EXTRACT TO READ =>
★ ★ ★
# Pygmy cory death - Red stomach



## BettaNard (Jan 27, 2016)

So I woke up today, to find one of my Pygmy corydoras dead in the tank with a bloated stomach and was red in colouration. I'm not sure what this could be.

Water params are in check 0/0/5. Change water twice a week. Have had them for a bout a month without any changes besides adding a new driftwood with anubias 3 days ago.

Here is a picture:



No other cory's showing symptoms, I'm hoping it's not contagious because I don't want my betta to get infected.


----------



## BettaNard (Jan 27, 2016)

I just did a 70% water Change in case it was a bacterial infection


----------



## RussellTheShihTzu (Mar 19, 2013)

That's pretty normal in a dead fish. It's just easier to see in semi-clear ones. Sometimes fish just die. :-(


----------



## BettaNard (Jan 27, 2016)

I'm so sad! It was so sudden, I didn't even get the chance to try and help him/her feel better/heal!


----------



## lilnaugrim (Mar 27, 2013)
★ ★ ★
PROVIDED RECORDS =>
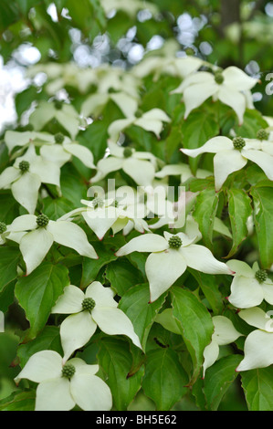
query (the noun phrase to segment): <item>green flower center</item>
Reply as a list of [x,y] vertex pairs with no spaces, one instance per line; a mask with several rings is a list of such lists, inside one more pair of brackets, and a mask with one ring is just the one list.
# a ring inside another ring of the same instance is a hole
★ ★ ★
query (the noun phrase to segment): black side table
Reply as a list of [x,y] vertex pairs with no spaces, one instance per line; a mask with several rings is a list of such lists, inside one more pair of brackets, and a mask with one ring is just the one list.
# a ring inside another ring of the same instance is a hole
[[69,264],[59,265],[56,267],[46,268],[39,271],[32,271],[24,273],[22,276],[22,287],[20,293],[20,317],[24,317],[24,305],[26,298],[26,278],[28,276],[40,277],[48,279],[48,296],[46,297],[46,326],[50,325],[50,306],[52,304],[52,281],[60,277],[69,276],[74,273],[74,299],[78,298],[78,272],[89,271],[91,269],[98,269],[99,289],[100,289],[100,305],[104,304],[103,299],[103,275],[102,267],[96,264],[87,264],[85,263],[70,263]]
★ ★ ★
EXERCISE DESCRIPTION =>
Write out the part of the pygmy cory thread above that falls between "So I woke up" and "this could be.", inclusive.

RESPONSE TO THE EXERCISE =>
So I woke up today, to find one of my Pygmy corydoras dead in the tank with a bloated stomach and was red in colouration. I'm not sure what this could be.